[DOCUMENT SECTION Boundary: Start]
Congress Jumpstarts America’s Nuclear Geopolitical Power

It’s Deja Vu all over again as the Congress prods a hesitant executive branch to effectively deal with glaring global nuclear challenges.

The last time this happened was in 1991, when then Senators Nunn and Lugar imposed on a reluctant Bush administration a program to control post-Soviet “loose nukes.” That evolved into one of the most successful nuclear security efforts in history.

This time it's Senators Risch and Manchin who have introduced necessary bipartisan legislation to reduce the influence of Russia and China in global civil nuclear commerce and strengthen U.S. and allied nation positioning on international nuclear exports. The Biden administration would be wise to quickly embrace this bill and implements its policies.

The concerns of the Senators are very clear. Neither Russia nor China can be allowed to dominate international civil nuclear trade. The U.S. must work with its allies to develop an export strategy that prevents this outcome.

As Risch notes, the global security stakes are high. Reestablishing American leadership in nuclear energy is critical for “global standards for nonproliferation and other national security interests.”

Manchin states, “Russia and China aggressively use their state-owned and operated civil nuclear programs as coercive tools to the detriment of other nations’ energy security and our global nonproliferation efforts.”

In the wake of the invasion of Ukraine, energy security has exploded back onto the global agenda as nations flee from dependency on Russian oil and gas. Around the world, interest in nuclear power is growing in part because it accounts for more than 50% of the carbon free electricity generation in large, industrialized nations including, the U.S., France, and South Korea and offers energy security.

The core of the senator’s demands is the establishment of a White House office and senior-level staff that will coordinate overall U.S. civil nuclear cooperation and export strategy. The office reports directly to the President.

This is a necessary position that the current administration has been reluctant to establish. The legislation identifies the disparate elements of an effective nuclear export strategy that need to be pulled together. These include private-public financing, regulatory harmonization, enhanced safeguards and security, and a standardized licensing framework.


These issues aren’t new, and they are not being ignored by the responsible government agencies. But that’s the problem. There are a number of different agencies that are working on the component parts. They are coordinating with one another, but a coherent and effective strategy has yet to emerge, and the White House hasn’t prioritized this outcome.
[DOCUMENT SECTION Boundary: End]
• _ASSIGNMENT 1_:
For each statement about the article on Congress and nuclear exports, say yes or no to whether it agrees with the article, and quote the words that decide it. (a) The 1991 program on post-Soviet nuclear weapons was imposed on a reluctant Bush administration. (b) The proposed White House office would report to the Secretary of Energy. (c) Nuclear power provides more than half of the carbon-free electricity in France.
• _ASSIGNMENT 2_:
Copy the passage of the article on Congress and nuclear exports starting with "This is a necessary" and going on through "standardized licensing framework.".
The lines later on the page have nothing to do with the article on Congress and nuclear exports.
[EXTRACTED INFORMATION Boundary: Start]
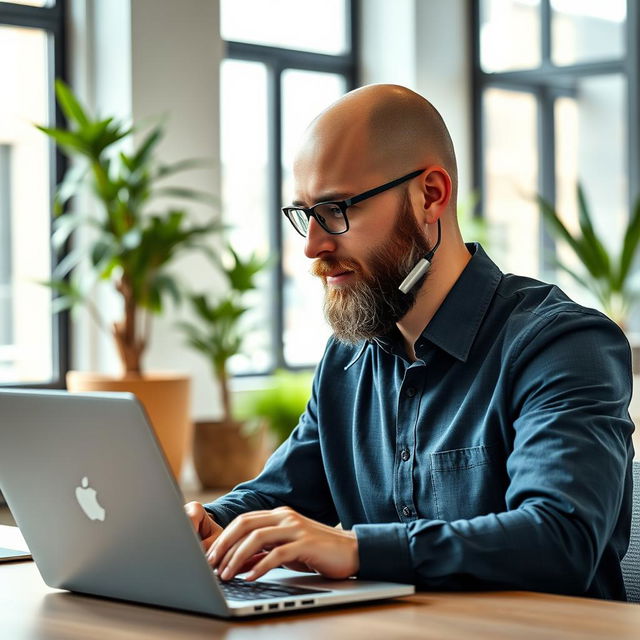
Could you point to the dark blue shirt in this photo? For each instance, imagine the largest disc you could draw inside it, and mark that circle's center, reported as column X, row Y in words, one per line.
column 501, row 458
[EXTRACTED INFORMATION Boundary: End]
[EXTRACTED INFORMATION Boundary: Start]
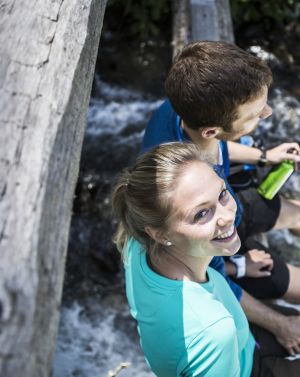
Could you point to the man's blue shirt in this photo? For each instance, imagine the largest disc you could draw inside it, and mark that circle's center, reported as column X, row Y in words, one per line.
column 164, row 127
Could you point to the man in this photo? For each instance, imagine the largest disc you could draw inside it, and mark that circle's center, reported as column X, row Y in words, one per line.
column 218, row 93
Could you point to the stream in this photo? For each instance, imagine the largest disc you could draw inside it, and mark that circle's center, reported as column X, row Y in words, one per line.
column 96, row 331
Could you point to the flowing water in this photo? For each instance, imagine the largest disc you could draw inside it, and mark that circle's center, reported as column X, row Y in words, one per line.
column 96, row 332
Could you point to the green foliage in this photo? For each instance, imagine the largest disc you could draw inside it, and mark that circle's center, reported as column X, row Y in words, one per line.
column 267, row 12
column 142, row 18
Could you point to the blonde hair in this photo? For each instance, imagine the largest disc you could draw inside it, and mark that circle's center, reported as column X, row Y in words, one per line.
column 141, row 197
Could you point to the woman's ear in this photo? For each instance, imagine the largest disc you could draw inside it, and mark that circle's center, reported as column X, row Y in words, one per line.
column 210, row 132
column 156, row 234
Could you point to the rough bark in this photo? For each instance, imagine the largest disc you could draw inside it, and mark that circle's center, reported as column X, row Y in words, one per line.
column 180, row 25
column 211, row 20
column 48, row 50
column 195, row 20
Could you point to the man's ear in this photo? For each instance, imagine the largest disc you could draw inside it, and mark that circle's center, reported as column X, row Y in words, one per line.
[EXTRACTED INFORMATION Boundary: End]
[EXTRACTED INFORMATION Boundary: Start]
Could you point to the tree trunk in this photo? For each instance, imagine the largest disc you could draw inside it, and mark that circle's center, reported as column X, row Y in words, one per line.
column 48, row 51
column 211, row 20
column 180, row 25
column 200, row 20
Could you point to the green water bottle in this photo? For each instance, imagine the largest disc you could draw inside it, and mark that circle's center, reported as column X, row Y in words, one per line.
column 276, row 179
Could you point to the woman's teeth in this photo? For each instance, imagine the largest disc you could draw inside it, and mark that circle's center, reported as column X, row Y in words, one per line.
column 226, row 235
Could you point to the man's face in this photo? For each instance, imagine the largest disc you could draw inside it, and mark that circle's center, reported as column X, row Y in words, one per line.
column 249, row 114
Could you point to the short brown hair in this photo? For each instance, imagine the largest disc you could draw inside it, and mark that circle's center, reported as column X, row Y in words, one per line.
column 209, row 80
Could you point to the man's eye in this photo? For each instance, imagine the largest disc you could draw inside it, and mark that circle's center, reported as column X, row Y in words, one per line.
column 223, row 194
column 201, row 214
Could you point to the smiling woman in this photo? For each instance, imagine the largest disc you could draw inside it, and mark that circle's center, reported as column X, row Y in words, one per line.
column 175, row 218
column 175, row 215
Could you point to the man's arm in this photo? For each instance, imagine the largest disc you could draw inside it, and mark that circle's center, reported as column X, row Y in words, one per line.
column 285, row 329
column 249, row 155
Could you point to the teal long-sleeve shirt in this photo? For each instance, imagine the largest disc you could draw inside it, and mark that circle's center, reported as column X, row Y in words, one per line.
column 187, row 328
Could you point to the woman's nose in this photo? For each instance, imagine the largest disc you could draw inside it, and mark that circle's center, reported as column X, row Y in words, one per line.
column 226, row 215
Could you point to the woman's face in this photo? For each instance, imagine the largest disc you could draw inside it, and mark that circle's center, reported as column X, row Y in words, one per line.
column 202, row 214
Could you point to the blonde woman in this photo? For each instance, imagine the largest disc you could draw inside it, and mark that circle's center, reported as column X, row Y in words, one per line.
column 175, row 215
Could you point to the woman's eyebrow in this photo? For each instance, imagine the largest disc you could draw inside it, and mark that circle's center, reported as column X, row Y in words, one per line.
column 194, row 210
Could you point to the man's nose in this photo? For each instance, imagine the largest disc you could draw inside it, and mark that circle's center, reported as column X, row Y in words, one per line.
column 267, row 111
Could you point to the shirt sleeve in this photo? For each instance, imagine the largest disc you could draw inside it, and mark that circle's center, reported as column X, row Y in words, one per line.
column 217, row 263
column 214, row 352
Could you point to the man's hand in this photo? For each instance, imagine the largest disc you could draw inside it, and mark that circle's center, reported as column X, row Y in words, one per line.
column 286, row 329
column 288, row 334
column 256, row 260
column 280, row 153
[EXTRACTED INFORMATION Boundary: End]
• _EXPECTED ANSWER 1_:
(a) Yes: "imposed on a reluctant Bush administration a program to control post-Soviet “loose nukes.”"
(b) No: "The office reports directly to the President."
(c) Yes: "it accounts for more than 50% of the carbon free electricity generation in large, industrialized nations including, the U.S., France, and South Korea"

• _EXPECTED ANSWER 2_:
This is a necessary position that the current administration has been reluctant to establish. The legislation identifies the disparate elements of an effective nuclear export strategy that need to be pulled together. These include private-public financing, regulatory harmonization, enhanced safeguards and security, and a standardized licensing framework.